Bounding box annotation entries
==*==

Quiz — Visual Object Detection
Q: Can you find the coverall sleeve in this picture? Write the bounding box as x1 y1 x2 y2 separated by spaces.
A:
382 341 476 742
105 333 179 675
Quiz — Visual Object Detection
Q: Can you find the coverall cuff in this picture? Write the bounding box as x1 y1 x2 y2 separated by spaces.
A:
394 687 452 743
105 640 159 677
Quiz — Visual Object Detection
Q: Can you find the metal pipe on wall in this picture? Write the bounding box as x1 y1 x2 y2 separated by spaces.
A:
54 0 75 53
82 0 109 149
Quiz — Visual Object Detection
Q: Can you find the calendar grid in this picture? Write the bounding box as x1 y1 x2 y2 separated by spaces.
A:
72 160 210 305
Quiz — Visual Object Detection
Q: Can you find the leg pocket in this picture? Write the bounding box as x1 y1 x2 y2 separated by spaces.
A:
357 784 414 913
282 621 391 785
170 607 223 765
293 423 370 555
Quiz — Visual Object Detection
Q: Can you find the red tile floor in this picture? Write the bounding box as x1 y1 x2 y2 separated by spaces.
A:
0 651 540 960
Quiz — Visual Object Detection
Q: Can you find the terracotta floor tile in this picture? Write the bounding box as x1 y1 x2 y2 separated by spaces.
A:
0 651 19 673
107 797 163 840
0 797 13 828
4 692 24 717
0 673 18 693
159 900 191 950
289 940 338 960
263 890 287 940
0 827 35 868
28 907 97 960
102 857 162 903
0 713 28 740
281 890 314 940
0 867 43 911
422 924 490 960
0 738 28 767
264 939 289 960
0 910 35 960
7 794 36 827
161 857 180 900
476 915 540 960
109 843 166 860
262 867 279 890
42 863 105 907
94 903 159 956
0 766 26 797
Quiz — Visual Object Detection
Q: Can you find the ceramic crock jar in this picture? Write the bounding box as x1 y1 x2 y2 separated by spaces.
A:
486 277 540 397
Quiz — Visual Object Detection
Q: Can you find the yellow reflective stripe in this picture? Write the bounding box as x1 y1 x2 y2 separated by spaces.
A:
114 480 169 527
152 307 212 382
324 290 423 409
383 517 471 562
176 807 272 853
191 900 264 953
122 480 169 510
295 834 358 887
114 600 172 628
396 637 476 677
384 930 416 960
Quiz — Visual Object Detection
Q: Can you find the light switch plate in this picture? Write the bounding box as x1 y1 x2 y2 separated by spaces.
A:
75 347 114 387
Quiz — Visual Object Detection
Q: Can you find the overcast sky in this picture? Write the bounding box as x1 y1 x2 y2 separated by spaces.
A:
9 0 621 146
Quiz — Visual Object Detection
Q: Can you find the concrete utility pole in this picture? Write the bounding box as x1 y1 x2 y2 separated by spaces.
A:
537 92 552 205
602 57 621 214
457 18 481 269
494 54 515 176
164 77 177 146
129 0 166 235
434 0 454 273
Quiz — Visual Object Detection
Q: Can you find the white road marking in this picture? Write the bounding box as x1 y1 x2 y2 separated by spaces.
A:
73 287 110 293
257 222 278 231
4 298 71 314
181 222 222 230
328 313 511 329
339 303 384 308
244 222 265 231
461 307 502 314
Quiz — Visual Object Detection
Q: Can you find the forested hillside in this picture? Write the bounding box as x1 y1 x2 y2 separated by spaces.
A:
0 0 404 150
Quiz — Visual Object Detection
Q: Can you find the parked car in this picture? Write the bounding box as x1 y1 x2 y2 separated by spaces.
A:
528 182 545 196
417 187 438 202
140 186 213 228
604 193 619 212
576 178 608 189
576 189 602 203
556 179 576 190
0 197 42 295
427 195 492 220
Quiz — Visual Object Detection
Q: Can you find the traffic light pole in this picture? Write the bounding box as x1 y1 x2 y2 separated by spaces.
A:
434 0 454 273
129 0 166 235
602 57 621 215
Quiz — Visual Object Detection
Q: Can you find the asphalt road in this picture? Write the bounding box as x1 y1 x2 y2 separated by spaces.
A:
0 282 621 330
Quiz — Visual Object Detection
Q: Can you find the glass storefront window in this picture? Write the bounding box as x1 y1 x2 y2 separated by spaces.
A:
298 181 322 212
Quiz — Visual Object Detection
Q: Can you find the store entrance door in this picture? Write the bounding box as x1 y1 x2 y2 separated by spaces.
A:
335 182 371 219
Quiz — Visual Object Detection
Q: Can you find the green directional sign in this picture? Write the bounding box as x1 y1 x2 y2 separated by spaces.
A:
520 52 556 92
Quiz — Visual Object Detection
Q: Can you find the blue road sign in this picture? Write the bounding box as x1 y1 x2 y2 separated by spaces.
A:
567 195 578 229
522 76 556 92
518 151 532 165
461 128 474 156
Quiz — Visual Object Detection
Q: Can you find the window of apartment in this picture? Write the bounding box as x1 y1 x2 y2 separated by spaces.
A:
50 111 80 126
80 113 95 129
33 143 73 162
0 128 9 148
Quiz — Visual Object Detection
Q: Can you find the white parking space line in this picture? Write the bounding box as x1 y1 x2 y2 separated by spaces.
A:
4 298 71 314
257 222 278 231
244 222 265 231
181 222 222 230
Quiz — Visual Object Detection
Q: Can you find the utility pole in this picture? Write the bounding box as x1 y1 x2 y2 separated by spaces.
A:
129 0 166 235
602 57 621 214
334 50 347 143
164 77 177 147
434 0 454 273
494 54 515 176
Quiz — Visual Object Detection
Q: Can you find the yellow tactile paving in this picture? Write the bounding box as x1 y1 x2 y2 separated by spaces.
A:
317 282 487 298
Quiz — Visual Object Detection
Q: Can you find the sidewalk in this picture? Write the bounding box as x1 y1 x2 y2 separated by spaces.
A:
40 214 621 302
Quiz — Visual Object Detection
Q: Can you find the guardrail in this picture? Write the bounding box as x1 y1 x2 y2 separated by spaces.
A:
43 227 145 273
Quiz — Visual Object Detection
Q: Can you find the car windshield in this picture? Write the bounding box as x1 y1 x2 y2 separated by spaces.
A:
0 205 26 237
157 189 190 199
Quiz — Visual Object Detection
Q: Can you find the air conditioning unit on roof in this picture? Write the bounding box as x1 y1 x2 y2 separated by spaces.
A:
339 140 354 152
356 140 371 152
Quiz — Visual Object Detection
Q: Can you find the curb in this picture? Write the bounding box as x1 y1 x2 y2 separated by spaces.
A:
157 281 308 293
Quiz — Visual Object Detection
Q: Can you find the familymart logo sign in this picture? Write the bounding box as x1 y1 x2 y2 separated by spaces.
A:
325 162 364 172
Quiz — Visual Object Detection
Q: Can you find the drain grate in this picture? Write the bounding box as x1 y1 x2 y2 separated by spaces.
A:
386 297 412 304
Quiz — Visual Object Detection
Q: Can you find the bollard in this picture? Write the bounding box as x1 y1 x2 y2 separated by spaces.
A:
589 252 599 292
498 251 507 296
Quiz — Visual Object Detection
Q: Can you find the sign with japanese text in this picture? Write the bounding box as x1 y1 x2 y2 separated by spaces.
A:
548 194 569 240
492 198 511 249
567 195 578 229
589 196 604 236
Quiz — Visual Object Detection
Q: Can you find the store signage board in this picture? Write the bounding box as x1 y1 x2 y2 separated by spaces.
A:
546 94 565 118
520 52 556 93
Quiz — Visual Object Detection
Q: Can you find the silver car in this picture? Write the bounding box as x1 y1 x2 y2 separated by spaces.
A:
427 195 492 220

==*==

Update the data above by changing every "Visual Object Detection" to "Visual Object Localization", and leave all other text as it is.

Quiz — Visual Object Localization
Q: Can you find the coverall sleeve in this picture? Write the bounding box as x1 y1 x2 y2 separated by spaces.
A:
382 341 476 742
105 333 179 675
Quiz — Visual Object Localization
Q: Can you find the coverall cuff in this picture? Write the bounding box as x1 y1 x2 y2 separated by spaces.
A:
394 687 452 743
105 640 159 677
Quiz — Visual Object Localization
Q: Can you find the metal pipe on wall in this picture? Write the bounding box as x1 y1 x2 y2 separated by spaces.
A:
54 0 75 53
82 0 109 149
Quiz — Visual Object Localization
Q: Can you find the calendar grid in this picture? Write the bounding box as x1 y1 x2 y2 separated by spaces.
A:
72 160 210 305
Quiz — Visual Object Localization
Q: Can you find the leg pocket in this picture? Write the bounding box as x1 y1 x2 y2 separated by spaces.
A:
357 784 414 913
282 621 391 785
170 607 223 765
293 423 370 555
Quiz — Visual Object Localization
Q: Can you find the red tile floor in this picture? Write the bounding box as x1 y1 x2 y2 separated by spaces.
A:
0 651 540 960
Quiz — Visual Object Localization
Q: Can you find the terracotta floor tile in this picture? Write the bounding box as x1 y1 x2 y2 separated by spaces.
A:
0 651 19 673
107 797 163 840
0 797 13 828
4 692 24 717
0 673 18 693
159 900 191 950
289 940 338 960
263 890 287 940
0 827 35 868
28 907 97 960
102 857 162 903
0 713 28 740
281 890 314 940
0 867 43 911
422 924 490 960
0 738 28 767
264 939 289 960
0 910 35 960
7 794 36 827
161 857 180 900
476 915 540 960
109 843 166 860
262 867 279 890
42 863 105 907
94 903 159 956
0 766 26 797
Quiz — Visual Object Localization
Q: Can you find the ceramic crock jar in this picture? Write the bounding box as x1 y1 x2 y2 separated by spaces.
A:
486 277 540 397
Quiz — Visual Object Localization
Q: Can you find the yellow reflective stripe in this picture? Write the bounding box as x1 y1 x2 y2 separated by spaces.
A:
114 480 169 527
152 307 212 382
324 290 423 409
383 517 471 562
176 807 272 853
191 900 264 953
122 480 169 510
295 834 358 887
114 600 172 628
396 637 476 677
384 930 416 960
Quiz — Visual Object Localization
Q: Can you find the light switch plate in this picture? Write the bounding box as x1 y1 x2 y2 separated by spaces.
A:
75 347 114 387
Quiz — Visual Object Localization
Q: Can you find the overcast sky in this picture? Write the bounding box as x1 y1 x2 y2 separated by spaces.
A:
9 0 621 146
Quiz — Visual Object Localization
Q: Can you find the concrete utility pole in this picture? Write the bounding box as x1 y1 x2 y2 separated by spaces.
A:
537 92 552 205
602 57 621 214
457 18 481 269
494 54 515 176
164 77 177 146
129 0 166 235
434 0 454 273
Quiz — Visual Object Localization
Q: Can you find the white road marking in this picture? Write the bounding box as x1 y1 x2 y2 separated by spaces.
A:
73 287 110 293
257 222 278 231
4 298 71 314
181 222 222 230
328 313 511 329
339 303 384 308
244 222 265 231
461 307 502 314
Quiz — Visual Object Localization
Q: Can you find the forested hillside in this picture? Write the bounding box as x1 y1 x2 y2 separated by spaces.
A:
0 0 404 150
Quiz — Visual Object Localization
Q: Can you find the parked car in this picture? Write the bounding box as x1 y1 x2 y2 separated by spaces.
A:
528 182 545 196
417 187 438 202
140 186 213 228
604 193 619 212
576 178 608 189
576 189 602 203
556 179 576 190
0 197 42 295
427 195 492 220
Quiz — Visual Object Localization
Q: Can you find the traffic light pole in this picture? Write the bounding box as x1 y1 x2 y2 separated by spaces.
A:
434 0 454 273
129 0 166 235
602 57 621 215
Quiz — Visual Object Localization
Q: Can you find the asphalt road in this picture? Write the bounding box as x1 y1 x2 y2 separated by spaces.
A:
0 282 621 330
Quiz — Visual Object Localization
Q: Can you find the glass storefront window in this picture? Write the bounding box as x1 y1 x2 y2 separated by spaces.
A:
298 181 322 212
Quiz — Visual Object Localization
Q: Can you find the store entrance door in this picture? Write the bounding box as x1 y1 x2 y2 separated by spaces.
A:
335 182 371 219
Quiz — Visual Object Localization
Q: Can you find the green directional sign in this picture? Write the bounding box as x1 y1 x2 y2 separated by spaces.
A:
520 52 556 92
Quiz — Visual Object Localization
Q: Can you find the blue road sign in this picture? Write the bounding box as x1 y1 x2 y2 separated by spaces.
A:
567 195 578 229
522 76 556 92
518 151 532 165
461 128 474 156
Quiz — Visual Object Localization
Q: Can you find the window of apartment in this picture? Write the bounding box as x1 y1 x2 y2 separated by spaces.
A:
50 111 80 126
80 113 95 129
33 143 73 162
0 128 9 148
Quiz — Visual Object Localization
Q: Can you find the white parking space line in this picture? Write the bounding box as x1 y1 x2 y2 separated by spaces.
A:
4 298 71 314
257 222 278 231
244 222 265 231
181 222 222 230
Quiz — Visual Object Localization
Q: Can you find the utility pole in this picture? Write the bounding box as x1 y1 x2 y2 separated by spaces.
A:
129 0 166 235
602 57 621 214
334 50 347 143
164 77 177 147
434 0 454 273
494 54 515 176
Quiz — Visual Object Localization
Q: Can you find the yellow tactile paving in this picture? Write the bounding box as x1 y1 x2 y2 separated by spaces.
A:
317 282 487 298
Quiz — Visual Object Localization
Q: Can you find the sidewalk in this picture? Write the bounding box as x1 y1 x2 y2 separated by spaces.
A:
40 214 621 302
Quiz — Visual Object Localization
Q: Can you find the guardrail in this picture? Write the bounding box as x1 y1 x2 y2 separated by spaces.
A:
43 227 145 273
Quiz — Visual Object Localization
Q: Can you find the car windshield in this picture? Write the bounding box as x1 y1 x2 y2 separated by spaces.
A:
0 205 26 237
157 189 190 199
Quiz — Visual Object Localization
Q: Can you find the air conditioning unit on roof in this picture? Write the bounding box as x1 y1 x2 y2 separated by spaces.
A:
339 140 354 152
356 140 371 152
Quiz — Visual Object Localization
Q: Can you find the curb in this picture? Write the bounding box as x1 y1 x2 y2 separated by spaces.
A:
157 281 308 293
Quiz — Visual Object Localization
Q: Can you find the familymart logo sign in this picture? Write the bounding box as x1 y1 x2 y2 separated by spaces.
A:
325 162 364 172
Quiz — Visual Object Localization
Q: Can you find the drain grate in this picture? Write the bounding box as x1 y1 x2 y2 separated by spaces.
A:
386 297 412 304
Quiz — Visual Object Localization
Q: Can you find the bollard in this picture? Write the bounding box as x1 y1 x2 y2 separated by spaces.
A:
589 252 599 292
498 251 507 296
Quiz — Visual Object Localization
Q: Can you find the sign with japanese text in this picture? Write the bounding box as x1 y1 x2 y2 separated by spaces.
A:
548 194 569 240
492 198 511 249
567 195 578 229
589 196 604 236
Quiz — Visual Object Localization
Q: Can you find the store signage board in this picture? Write the bounding box as x1 y1 x2 y2 separated by spaces.
A:
546 94 565 118
520 52 556 93
Quiz — Visual Object Localization
Q: Can you find the silver car in this picture? Write the bounding box as x1 y1 x2 y2 separated by spaces.
A:
427 195 492 220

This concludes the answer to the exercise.